(Dataset excerpt)

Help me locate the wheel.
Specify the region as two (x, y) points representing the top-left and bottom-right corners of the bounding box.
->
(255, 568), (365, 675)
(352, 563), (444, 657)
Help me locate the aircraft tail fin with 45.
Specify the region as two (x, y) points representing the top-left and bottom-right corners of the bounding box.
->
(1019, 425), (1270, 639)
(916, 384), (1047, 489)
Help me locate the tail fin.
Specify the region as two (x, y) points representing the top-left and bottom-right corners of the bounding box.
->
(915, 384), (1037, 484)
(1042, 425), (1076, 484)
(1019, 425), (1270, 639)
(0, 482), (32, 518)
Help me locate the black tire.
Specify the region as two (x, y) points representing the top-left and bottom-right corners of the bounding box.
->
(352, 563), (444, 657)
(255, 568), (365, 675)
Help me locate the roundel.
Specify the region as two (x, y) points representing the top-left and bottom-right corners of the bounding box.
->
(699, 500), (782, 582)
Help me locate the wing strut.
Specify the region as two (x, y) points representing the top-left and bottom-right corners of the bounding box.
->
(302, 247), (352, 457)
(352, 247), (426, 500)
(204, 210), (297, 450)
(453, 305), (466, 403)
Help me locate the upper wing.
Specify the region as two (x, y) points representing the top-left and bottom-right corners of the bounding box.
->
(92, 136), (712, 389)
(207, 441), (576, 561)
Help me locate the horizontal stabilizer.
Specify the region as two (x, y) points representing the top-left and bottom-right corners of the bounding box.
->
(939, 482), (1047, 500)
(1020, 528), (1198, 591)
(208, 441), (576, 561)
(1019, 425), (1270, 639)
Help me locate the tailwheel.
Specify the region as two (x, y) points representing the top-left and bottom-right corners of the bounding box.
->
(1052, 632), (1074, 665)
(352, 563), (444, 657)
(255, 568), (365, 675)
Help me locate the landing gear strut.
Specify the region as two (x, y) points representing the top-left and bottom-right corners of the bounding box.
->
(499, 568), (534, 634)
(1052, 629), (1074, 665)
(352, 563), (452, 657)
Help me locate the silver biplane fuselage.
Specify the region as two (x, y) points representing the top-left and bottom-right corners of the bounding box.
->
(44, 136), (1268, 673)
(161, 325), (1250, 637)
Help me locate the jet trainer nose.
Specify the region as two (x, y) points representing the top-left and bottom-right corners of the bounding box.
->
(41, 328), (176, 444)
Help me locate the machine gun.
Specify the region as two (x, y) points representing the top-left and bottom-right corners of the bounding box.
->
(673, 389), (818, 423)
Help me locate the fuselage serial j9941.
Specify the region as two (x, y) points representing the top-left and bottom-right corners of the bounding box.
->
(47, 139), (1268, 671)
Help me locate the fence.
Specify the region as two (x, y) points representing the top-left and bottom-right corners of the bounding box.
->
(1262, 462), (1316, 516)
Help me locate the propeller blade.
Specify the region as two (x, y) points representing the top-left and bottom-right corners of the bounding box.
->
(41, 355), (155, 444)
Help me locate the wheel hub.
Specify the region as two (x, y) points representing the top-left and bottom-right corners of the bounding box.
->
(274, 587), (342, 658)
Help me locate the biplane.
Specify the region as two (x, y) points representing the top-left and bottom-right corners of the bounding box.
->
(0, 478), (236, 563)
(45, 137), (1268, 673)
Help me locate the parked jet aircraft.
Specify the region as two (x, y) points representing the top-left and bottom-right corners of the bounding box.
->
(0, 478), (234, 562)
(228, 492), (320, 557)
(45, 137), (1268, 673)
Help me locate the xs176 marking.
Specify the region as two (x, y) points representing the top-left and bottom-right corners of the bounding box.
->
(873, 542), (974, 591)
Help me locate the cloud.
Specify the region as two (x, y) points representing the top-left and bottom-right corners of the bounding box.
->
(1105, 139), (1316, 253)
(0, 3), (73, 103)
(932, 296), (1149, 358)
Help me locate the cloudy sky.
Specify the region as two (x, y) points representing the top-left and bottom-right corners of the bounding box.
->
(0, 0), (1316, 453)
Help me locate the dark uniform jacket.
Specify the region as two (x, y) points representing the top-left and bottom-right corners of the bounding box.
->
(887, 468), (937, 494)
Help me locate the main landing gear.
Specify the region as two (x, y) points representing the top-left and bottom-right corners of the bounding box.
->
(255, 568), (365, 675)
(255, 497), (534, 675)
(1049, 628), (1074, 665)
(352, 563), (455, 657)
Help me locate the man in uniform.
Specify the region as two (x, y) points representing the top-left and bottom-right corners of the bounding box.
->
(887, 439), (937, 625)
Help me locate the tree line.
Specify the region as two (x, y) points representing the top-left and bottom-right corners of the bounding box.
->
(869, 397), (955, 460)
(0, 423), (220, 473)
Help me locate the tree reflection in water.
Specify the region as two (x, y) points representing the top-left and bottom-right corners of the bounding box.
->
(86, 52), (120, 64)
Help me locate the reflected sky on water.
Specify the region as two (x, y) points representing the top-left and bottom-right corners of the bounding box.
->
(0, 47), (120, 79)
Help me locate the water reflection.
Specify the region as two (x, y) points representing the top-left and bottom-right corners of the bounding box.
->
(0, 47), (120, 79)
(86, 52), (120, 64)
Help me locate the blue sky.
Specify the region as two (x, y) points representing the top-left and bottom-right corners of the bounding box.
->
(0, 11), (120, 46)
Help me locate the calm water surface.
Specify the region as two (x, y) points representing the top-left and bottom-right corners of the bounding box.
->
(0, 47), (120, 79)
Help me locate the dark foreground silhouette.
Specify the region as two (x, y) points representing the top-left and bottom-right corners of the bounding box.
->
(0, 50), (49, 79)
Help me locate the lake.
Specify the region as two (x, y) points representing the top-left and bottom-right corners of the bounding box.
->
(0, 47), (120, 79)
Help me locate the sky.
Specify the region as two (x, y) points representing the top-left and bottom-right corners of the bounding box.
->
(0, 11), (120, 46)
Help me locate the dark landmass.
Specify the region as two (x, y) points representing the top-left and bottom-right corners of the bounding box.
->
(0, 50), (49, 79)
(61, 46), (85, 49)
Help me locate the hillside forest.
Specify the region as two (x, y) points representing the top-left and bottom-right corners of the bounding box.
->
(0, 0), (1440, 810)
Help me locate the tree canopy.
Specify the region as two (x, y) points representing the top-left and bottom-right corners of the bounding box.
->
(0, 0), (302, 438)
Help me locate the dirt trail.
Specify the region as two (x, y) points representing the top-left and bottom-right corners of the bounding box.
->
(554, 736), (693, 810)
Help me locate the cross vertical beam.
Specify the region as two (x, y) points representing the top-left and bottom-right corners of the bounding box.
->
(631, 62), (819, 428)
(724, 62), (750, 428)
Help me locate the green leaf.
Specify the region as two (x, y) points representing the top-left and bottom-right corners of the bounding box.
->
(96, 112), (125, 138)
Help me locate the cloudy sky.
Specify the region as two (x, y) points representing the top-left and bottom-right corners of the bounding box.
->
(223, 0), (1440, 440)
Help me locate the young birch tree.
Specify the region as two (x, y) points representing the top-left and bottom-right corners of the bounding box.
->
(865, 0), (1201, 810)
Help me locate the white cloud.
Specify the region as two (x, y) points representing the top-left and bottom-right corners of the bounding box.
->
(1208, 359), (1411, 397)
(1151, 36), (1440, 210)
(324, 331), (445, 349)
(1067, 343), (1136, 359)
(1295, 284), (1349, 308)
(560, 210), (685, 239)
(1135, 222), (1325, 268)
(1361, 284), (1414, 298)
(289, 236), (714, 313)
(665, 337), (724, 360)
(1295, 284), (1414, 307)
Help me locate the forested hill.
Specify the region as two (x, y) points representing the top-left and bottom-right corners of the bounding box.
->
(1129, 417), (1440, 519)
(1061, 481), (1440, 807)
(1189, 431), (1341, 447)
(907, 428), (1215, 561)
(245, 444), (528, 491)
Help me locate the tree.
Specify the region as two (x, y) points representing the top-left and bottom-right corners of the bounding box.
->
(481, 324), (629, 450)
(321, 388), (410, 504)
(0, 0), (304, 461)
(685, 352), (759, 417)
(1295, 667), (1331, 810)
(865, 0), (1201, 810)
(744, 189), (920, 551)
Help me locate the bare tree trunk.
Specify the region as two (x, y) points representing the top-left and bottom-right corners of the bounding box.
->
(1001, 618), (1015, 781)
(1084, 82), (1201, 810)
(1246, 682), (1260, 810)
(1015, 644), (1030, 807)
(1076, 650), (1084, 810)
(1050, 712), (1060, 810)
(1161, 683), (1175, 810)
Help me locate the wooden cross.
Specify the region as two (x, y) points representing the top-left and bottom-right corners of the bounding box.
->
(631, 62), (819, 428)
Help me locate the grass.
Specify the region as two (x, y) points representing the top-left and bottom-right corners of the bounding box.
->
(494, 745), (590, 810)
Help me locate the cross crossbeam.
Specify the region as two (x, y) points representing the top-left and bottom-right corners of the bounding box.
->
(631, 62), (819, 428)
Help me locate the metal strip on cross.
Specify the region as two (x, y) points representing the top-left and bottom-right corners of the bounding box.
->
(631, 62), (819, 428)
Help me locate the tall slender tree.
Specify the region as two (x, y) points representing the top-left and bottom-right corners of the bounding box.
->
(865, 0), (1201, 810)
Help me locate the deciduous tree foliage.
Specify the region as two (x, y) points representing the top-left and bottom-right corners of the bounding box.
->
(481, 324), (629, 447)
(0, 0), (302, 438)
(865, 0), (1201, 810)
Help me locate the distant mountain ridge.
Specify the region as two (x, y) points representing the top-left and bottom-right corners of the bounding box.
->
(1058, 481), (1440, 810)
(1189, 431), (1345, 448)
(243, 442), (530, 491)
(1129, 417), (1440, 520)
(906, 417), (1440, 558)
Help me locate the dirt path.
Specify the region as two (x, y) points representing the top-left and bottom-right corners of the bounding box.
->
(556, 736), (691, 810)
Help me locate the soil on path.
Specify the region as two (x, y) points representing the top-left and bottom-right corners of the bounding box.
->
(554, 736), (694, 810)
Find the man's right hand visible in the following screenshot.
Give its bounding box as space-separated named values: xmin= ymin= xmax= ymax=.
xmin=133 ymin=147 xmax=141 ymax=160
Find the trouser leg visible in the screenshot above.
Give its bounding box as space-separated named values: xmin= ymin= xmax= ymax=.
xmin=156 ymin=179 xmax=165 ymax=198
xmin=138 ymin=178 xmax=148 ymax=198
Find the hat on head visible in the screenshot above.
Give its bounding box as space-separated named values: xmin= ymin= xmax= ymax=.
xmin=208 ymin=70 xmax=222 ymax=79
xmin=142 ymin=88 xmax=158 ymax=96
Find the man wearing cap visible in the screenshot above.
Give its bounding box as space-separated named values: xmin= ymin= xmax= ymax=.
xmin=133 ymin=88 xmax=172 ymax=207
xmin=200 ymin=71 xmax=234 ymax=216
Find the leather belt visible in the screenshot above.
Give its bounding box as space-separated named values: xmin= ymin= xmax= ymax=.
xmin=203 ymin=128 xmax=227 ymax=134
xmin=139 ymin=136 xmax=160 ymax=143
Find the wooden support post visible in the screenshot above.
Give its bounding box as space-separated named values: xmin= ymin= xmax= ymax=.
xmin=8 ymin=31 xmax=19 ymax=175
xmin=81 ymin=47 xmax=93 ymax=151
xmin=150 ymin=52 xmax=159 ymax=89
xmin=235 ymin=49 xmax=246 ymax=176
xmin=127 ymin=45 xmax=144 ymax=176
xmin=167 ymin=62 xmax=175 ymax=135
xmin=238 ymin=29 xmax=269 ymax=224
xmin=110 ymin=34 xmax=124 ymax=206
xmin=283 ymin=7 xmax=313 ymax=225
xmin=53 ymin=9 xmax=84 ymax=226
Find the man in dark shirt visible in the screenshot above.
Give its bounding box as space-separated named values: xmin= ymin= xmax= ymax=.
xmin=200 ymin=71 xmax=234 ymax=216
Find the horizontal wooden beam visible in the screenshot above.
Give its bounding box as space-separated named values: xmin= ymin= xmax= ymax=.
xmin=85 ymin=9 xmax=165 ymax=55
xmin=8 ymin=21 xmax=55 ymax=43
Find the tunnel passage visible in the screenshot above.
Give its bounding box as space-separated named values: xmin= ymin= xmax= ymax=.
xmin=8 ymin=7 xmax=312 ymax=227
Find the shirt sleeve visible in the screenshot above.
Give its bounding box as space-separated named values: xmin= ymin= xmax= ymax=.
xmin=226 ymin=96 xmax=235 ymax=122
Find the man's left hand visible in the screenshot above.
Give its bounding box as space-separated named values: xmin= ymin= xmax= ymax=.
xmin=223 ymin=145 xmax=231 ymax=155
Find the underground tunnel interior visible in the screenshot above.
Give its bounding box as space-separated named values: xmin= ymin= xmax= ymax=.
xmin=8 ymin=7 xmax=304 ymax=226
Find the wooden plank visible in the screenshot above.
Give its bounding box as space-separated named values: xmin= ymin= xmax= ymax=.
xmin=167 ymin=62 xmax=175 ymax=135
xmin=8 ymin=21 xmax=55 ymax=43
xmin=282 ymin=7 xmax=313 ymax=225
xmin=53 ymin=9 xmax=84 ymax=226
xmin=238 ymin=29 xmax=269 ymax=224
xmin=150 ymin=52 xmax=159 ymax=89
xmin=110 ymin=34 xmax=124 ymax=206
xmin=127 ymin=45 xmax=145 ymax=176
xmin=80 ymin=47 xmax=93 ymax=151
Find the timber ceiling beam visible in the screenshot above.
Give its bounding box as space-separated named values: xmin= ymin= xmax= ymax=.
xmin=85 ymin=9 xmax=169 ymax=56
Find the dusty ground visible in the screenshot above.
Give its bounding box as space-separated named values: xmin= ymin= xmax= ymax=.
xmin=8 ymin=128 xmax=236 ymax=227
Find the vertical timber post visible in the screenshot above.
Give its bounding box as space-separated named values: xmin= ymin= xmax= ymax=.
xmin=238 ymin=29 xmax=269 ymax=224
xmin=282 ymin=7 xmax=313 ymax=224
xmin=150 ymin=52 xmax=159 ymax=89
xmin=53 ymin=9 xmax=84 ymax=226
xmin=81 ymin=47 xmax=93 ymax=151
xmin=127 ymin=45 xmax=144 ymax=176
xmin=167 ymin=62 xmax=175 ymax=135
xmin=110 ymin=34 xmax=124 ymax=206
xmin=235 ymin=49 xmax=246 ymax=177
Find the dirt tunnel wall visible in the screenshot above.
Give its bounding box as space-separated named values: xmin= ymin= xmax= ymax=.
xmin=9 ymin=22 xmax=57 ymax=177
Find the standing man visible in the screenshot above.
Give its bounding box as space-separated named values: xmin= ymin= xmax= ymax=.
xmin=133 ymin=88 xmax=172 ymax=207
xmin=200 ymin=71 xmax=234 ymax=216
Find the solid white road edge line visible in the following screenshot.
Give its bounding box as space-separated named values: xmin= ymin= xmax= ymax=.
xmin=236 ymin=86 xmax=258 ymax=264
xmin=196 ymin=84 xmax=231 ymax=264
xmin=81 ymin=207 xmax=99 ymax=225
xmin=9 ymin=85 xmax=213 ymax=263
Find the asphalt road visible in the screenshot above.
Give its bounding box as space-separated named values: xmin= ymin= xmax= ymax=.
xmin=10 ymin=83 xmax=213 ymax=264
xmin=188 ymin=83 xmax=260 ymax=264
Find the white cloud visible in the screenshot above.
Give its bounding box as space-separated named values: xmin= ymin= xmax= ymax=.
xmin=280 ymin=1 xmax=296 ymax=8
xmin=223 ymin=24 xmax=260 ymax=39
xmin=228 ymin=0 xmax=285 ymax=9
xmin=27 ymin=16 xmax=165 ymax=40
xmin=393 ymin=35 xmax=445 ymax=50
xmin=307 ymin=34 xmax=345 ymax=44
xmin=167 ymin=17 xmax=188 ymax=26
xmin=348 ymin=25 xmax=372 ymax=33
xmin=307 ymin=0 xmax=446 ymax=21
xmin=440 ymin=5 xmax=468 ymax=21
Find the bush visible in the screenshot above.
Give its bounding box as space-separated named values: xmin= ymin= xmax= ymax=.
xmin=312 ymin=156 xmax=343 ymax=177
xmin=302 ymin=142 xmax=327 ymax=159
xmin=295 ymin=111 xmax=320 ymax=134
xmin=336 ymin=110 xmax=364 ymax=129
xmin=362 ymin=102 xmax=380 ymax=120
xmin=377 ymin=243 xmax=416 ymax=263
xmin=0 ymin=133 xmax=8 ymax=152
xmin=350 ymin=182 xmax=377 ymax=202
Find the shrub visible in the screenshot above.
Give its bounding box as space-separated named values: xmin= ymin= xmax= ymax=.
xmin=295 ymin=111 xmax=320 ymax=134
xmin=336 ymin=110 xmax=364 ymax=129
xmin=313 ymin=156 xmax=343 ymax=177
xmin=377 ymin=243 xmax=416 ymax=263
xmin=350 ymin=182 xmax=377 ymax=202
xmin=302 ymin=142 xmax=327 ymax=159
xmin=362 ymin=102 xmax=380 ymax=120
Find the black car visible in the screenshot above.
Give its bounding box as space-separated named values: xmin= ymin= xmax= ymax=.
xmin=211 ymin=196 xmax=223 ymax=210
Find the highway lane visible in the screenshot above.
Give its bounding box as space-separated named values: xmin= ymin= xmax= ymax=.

Given instruction — Write out the lines of the listing above verbatim, beginning with the line containing "Help me locate the dark landmass." and ending with the line containing "(0, 0), (1440, 810)", both included.

Answer to this problem —
Help me locate the dark landmass.
Specify the region as two (x, y) points representing the top-left and bottom-right corners of the bounding box.
->
(0, 50), (49, 79)
(61, 46), (85, 49)
Help me locate the hillside forest.
Specify the region as two (x, y) points representing the top-left and bottom-right corners of the bounding box.
->
(0, 0), (1440, 810)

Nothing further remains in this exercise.